* **Aim**
Rewrite the items as a Markdown table with the columns Row and Text, one numbered row per line and no blank lines. Begin at the first line of the items and stop after the line that contains "[[[88,381],[109,326],[68,245],[24,235],[0,251],[0,379]]]".

* **Listed entries**

══════════

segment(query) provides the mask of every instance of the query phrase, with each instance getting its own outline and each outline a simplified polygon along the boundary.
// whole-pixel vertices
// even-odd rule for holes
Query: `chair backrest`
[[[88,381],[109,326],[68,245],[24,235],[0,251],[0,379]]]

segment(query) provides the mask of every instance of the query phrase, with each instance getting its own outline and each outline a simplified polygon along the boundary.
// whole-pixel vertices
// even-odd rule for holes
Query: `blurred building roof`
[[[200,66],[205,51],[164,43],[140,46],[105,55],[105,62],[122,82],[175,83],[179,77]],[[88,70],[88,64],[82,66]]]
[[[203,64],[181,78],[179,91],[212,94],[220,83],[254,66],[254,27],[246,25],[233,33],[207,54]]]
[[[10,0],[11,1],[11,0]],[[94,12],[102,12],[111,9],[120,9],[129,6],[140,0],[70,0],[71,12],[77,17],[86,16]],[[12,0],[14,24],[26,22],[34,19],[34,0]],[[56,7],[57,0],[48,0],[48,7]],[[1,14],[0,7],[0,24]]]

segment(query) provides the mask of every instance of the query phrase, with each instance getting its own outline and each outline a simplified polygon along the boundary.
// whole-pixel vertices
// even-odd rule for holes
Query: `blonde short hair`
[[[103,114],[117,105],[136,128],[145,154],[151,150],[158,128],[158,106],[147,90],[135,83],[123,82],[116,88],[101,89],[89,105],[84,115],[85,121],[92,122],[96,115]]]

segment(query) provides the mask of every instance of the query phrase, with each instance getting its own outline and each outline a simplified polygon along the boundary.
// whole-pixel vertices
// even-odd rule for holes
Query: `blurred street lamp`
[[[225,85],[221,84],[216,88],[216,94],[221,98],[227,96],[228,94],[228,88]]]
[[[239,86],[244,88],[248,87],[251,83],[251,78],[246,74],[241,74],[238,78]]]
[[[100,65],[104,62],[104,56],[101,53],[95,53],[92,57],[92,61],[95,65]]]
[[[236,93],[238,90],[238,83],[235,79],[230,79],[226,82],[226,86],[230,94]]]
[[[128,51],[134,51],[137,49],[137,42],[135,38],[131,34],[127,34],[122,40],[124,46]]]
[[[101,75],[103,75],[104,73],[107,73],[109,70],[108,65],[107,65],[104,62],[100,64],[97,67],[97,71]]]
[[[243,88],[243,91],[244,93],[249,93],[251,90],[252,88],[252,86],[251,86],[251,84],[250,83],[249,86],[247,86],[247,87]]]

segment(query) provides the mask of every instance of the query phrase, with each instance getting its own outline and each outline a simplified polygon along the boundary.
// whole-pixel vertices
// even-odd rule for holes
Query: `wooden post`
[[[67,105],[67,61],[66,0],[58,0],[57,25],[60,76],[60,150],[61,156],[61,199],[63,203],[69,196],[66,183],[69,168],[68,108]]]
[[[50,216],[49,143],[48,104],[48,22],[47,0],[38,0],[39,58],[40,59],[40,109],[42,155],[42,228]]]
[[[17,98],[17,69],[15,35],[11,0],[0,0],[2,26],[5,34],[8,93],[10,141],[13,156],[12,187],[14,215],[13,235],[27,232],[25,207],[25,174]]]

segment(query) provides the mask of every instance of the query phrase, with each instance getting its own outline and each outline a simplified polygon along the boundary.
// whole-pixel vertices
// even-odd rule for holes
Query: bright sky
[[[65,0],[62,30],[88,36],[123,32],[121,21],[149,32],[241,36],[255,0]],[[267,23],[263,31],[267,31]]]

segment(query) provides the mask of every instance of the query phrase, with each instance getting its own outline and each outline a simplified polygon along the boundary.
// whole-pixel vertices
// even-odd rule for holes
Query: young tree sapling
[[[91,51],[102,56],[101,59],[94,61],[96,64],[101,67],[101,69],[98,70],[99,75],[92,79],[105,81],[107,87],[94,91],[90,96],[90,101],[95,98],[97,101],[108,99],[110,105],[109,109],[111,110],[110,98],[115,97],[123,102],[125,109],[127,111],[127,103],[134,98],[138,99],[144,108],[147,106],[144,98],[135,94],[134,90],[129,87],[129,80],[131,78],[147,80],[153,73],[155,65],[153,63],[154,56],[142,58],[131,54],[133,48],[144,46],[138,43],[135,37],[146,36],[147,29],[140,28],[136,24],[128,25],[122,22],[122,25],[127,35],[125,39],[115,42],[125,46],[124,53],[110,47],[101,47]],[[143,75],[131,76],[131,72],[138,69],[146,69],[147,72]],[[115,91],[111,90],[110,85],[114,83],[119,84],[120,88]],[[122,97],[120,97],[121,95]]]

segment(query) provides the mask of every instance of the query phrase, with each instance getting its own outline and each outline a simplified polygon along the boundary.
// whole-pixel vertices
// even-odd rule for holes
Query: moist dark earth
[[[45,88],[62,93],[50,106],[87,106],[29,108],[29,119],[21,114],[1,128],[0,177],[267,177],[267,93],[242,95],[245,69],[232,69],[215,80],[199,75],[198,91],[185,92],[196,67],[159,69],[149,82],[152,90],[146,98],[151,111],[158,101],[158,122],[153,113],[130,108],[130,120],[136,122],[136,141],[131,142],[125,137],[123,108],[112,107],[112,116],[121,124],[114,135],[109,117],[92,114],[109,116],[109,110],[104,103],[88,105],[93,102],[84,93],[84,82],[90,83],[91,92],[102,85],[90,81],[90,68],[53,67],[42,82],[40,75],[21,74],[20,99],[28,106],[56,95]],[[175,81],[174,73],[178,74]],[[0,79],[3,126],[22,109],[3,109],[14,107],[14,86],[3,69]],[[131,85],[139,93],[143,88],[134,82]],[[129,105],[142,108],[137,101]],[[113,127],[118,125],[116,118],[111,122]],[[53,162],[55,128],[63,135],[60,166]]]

══════════

* **Reply**
| Row | Text |
|---|---|
| 1 | segment(query) provides the mask of every instance of the query phrase, with each instance getting its own outline and each outline a simplified polygon along the boundary. |
| 2 | // whole-pixel vertices |
| 3 | // even-odd rule for holes |
| 4 | Query: `chair backrest` |
| 5 | [[[88,381],[109,326],[68,245],[24,235],[0,251],[0,379]]] |